Copy word for word the rows from the line containing "For the wildlife monitoring study, find the doorway" through the line containing "xmin=147 ymin=70 xmax=156 ymax=116", including both of those lines.

▸ Material for this exercise
* Start *

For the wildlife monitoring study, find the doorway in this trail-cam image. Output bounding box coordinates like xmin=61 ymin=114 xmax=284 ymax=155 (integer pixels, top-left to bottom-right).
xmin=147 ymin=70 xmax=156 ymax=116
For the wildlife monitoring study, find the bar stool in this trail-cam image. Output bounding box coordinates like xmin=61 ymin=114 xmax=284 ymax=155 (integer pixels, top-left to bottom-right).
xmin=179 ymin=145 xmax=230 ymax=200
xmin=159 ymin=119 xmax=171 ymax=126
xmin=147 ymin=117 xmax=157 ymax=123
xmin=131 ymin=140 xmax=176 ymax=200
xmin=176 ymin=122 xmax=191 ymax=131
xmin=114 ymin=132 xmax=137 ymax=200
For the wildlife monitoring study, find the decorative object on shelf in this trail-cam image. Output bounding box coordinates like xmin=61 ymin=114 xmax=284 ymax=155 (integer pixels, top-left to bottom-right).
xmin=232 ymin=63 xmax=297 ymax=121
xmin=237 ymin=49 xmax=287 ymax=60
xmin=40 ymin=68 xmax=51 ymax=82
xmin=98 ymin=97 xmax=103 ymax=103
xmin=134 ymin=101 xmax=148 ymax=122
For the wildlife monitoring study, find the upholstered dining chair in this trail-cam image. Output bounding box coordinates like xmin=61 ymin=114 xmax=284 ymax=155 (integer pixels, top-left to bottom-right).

* End *
* Start *

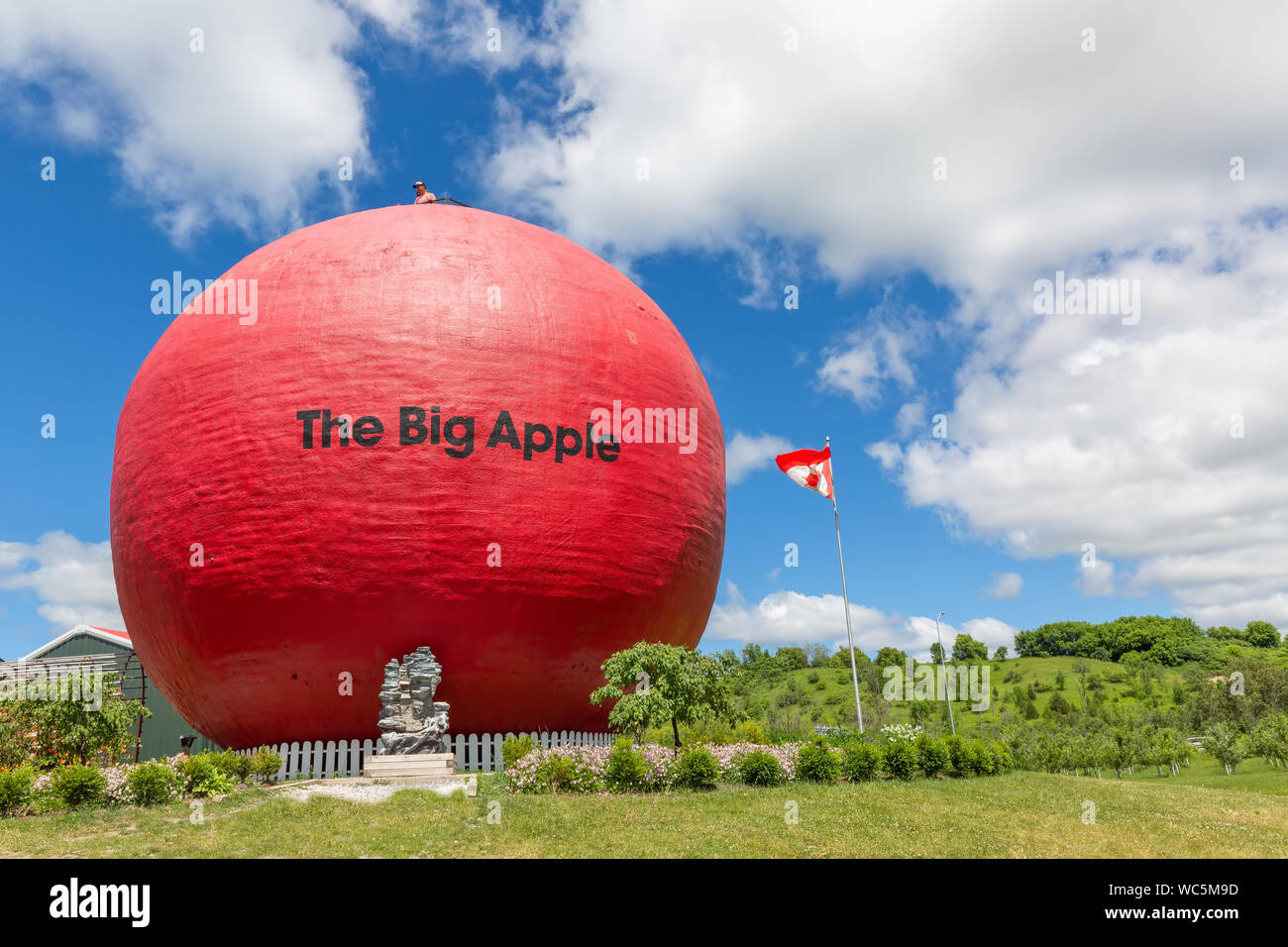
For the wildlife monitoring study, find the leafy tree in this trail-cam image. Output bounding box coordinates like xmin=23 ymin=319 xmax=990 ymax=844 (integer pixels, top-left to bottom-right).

* End *

▸ Answer to the exercise
For the wildlife monitoring study, find the doorway in this trail-cam image. Output bounding box coordinates like xmin=61 ymin=114 xmax=284 ymax=155 (integer pixels, top-left to bottom-right).
xmin=147 ymin=70 xmax=156 ymax=116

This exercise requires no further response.